→ **Given request**
Copy out exactly the lines from the one containing "Look at the photo above. For every instance of the gray" to the end of the records below, both included, and nothing else.

→ **Records to process**
......
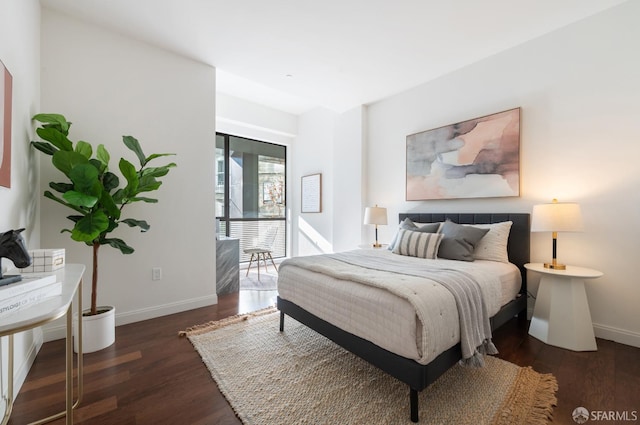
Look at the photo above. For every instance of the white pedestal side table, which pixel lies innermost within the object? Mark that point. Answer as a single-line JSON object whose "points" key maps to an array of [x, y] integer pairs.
{"points": [[561, 315]]}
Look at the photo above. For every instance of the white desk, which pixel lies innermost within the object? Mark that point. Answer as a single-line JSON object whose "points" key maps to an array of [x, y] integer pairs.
{"points": [[40, 314], [561, 316]]}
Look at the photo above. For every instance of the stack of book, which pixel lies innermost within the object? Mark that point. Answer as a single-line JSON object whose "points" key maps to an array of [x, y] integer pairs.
{"points": [[32, 289]]}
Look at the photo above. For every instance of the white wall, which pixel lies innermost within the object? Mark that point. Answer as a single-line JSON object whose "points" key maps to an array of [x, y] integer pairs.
{"points": [[349, 176], [247, 119], [110, 86], [313, 232], [578, 89], [331, 144], [20, 53]]}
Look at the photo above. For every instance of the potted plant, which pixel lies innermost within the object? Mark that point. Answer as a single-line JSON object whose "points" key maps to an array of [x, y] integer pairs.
{"points": [[97, 199]]}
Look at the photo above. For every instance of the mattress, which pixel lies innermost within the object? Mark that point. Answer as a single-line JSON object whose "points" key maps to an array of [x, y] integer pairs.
{"points": [[388, 320]]}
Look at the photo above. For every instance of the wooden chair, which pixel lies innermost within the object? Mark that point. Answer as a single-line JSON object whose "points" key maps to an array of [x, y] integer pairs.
{"points": [[262, 250]]}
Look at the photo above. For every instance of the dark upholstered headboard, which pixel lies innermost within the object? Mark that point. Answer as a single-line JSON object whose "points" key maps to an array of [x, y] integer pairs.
{"points": [[519, 236]]}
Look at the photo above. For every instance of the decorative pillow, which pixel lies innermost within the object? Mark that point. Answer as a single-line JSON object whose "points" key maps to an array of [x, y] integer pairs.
{"points": [[407, 224], [459, 241], [417, 244], [493, 246]]}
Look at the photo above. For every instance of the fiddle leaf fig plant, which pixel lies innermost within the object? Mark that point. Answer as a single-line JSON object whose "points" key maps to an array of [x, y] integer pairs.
{"points": [[93, 191]]}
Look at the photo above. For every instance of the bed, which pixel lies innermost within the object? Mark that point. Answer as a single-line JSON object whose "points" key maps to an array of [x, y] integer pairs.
{"points": [[303, 290]]}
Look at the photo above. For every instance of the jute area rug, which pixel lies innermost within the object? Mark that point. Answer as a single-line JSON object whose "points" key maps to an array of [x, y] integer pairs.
{"points": [[301, 377]]}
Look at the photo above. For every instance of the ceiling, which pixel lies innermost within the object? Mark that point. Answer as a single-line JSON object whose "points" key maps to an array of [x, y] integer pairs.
{"points": [[294, 55]]}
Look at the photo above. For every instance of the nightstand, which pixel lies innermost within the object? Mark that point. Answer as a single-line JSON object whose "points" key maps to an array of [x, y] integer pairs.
{"points": [[561, 315]]}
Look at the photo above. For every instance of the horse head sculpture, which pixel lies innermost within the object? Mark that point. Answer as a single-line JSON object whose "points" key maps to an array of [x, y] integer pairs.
{"points": [[12, 246]]}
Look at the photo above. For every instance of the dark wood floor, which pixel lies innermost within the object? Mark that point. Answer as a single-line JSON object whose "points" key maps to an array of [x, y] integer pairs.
{"points": [[151, 376]]}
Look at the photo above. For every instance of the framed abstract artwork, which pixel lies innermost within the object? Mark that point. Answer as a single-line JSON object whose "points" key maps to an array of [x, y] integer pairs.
{"points": [[478, 158], [6, 86]]}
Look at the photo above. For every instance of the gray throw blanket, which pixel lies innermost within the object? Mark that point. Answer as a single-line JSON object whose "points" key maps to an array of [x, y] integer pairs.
{"points": [[361, 266]]}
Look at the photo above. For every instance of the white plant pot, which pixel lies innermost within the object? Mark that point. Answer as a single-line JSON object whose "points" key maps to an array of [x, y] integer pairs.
{"points": [[98, 331]]}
......
→ **Complete response**
Look at the photo above. For every instance of the gray throw blanket, which pixel lies innermost within the object? Mark that point. Answer as a single-line JSON object whose "points" key maps to an array of [x, y] integer pairs.
{"points": [[361, 266]]}
Look at the photo above. For every instance of the white plant pot, which pixel lies innermost within the object? Mark that point. Answer as a single-line JSON object whose "points" key maps to an array of [x, y] integer pairs.
{"points": [[98, 331]]}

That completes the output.